TEXT.
-- Opening Marker --

Looks like the Hercules is just overly slow - probably because nobody
has done any work on it.  The Sun should be significantly slower than
the 33 MHz 386 machines - no graphics hardware in a Sun 3/50 either.




--
+----------------------------+
! Erik Talvola               | "It's just what we need... a colossal negative 
! talvola@janus.berkeley.edu | space wedgie of great power coming right at us
! ...!ucbvax!janus!talvola   | at warp speed." -- Star Drek

johnl@esegue.segue.boston.ma.us (John R. Levine) (07/31/90)

In article <1990Jul30.020330.6291@pcrat.uucp> rick@pcrat.UUCP (Rick Richardson) writes:
>>	Cpu:		33MHz 386 (Mylex), 128k cache, 8megs RAM
>>	80387:		no
>>	Time:		1:43

>	Cpu:		16MHz 386 (Mylex), 64k cache, 4MB 32 bit + 4MB 16 bit
>	80287:		yes
>	Time:		1:39
>
>This is rather strange. The elapsed times are so close, ...

The X11R3 does a lot of floating point arithmetic, so the 287 makes a lot
of difference.  I gather that the X11R4 sample server has been rewritten
to do as much as possible as integer.  It would be interesting to see some
relative figures on the R4 server.

-- 
John R. Levine, Segue Software, POB 349, Cambridge MA 02238, +1 617 864 9650
johnl@esegue.segue.boston.ma.us, {ima|lotus|spdcc}!esegue!johnl
Marlon Brando and Doris Day were born on the same day.

scottw@ico.isc.com (Scott Wiesner) (07/31/90)

>>   > :	X server:	ISC X11R3 1.0.0, Xhrc
> 
> Looks like the Hercules is just overly slow - probably because nobody
> has done any work on it.  The Sun should be significantly slower than
> the 33 MHz 386 machines - no graphics hardware in a Sun 3/50 either.

While it's true ISC's Hercules server probably hasn't gotten the
attention the VGA server has, I doubt it could be made too much faster.
There were some improvements made to text output since the 1.0 release,
but scrolling won't change much.  The basic problem here is that we're
dealing with a slow 8 bit DRAM device running over a slow bus.  I have 
heard that on a VGA with a 16 Mhz 386, you're stuck with 20 or more
wait states.  I've found that accessing video memory can take more than
6 times as long as accessing normal memory.  Welcome to the wonderful
world of the IBM PC.

-- Closing Marker --

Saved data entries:

-- Opening Marker --

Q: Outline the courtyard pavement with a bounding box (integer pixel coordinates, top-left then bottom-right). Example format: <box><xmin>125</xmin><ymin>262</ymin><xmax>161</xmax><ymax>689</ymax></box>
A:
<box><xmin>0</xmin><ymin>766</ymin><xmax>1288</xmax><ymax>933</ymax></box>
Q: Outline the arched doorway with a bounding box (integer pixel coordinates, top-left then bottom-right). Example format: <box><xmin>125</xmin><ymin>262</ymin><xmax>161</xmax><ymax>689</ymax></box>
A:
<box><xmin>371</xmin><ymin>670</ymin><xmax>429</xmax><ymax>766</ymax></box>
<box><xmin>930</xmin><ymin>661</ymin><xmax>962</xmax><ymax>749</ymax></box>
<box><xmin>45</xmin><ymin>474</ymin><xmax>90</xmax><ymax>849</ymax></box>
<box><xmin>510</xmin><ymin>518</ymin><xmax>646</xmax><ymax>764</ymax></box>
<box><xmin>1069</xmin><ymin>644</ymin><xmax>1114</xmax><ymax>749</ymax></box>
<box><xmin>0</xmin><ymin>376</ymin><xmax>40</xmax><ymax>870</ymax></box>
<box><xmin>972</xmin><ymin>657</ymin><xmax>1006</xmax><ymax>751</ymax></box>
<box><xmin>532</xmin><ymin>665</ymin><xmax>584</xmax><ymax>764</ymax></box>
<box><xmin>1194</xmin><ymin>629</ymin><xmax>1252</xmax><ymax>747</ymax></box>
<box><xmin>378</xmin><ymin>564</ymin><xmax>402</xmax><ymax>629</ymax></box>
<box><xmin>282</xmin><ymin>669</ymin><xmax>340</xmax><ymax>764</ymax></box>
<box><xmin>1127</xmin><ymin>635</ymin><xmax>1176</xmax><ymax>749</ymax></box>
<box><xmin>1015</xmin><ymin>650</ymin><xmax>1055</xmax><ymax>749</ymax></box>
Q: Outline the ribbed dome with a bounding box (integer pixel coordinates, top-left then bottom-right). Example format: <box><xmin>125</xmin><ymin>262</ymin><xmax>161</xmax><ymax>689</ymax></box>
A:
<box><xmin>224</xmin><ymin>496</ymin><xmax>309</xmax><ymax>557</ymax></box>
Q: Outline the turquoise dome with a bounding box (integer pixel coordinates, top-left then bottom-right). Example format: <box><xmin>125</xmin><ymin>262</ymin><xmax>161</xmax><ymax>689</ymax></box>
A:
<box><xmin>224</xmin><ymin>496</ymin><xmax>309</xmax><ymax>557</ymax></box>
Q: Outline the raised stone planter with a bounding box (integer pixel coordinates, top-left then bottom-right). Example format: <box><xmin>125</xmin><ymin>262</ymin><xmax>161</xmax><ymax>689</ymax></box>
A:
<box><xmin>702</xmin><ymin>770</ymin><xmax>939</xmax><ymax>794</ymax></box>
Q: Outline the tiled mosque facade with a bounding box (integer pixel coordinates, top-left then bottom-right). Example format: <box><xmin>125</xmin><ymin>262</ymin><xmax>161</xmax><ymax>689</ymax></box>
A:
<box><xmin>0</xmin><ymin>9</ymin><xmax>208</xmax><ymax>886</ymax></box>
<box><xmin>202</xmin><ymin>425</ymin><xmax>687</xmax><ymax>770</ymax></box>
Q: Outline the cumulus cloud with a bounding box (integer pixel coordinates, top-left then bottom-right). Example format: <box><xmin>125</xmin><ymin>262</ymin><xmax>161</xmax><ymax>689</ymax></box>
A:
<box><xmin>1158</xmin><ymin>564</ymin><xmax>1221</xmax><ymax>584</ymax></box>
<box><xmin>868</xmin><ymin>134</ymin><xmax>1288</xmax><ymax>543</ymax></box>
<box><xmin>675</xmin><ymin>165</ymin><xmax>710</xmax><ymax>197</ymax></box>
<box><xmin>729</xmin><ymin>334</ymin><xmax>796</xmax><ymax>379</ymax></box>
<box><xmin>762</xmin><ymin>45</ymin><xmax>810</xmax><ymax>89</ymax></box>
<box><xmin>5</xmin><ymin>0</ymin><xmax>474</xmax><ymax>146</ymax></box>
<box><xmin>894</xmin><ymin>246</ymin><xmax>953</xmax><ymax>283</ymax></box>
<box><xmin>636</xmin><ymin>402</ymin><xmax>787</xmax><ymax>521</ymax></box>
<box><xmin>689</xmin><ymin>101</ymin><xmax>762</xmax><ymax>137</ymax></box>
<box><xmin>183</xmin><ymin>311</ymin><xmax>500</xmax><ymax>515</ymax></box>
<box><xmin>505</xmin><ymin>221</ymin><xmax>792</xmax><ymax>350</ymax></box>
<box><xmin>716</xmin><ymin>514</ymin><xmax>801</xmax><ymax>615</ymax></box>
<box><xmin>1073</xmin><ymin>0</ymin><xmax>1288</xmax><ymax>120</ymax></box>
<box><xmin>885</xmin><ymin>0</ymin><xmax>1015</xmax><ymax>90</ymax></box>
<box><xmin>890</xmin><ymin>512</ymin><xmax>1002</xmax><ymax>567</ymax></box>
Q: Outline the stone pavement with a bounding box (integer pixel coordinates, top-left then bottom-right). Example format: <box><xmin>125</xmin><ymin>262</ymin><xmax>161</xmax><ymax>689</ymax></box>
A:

-- Closing Marker --

WHAT YOU NEED TO DO.
1. In the X server thread, why does Scott Wiesner doubt that ISC's Hercules server could be made much faster? Answer in one to three sentences.
2. Duplicate everything in the X server thread from "The X11R3 does" down to "the same day.".

SOLUTIONS IN ORDER.
1. He says the basic problem is a slow 8-bit DRAM device running over a slow bus. He has found that accessing video memory can take more than 6 times as long as accessing normal memory.

2.
The X11R3 does a lot of floating point arithmetic, so the 287 makes a lot
of difference.  I gather that the X11R4 sample server has been rewritten
to do as much as possible as integer.  It would be interesting to see some
relative figures on the R4 server.

-- 
John R. Levine, Segue Software, POB 349, Cambridge MA 02238, +1 617 864 9650
johnl@esegue.segue.boston.ma.us, {ima|lotus|spdcc}!esegue!johnl
Marlon Brando and Doris Day were born on the same day.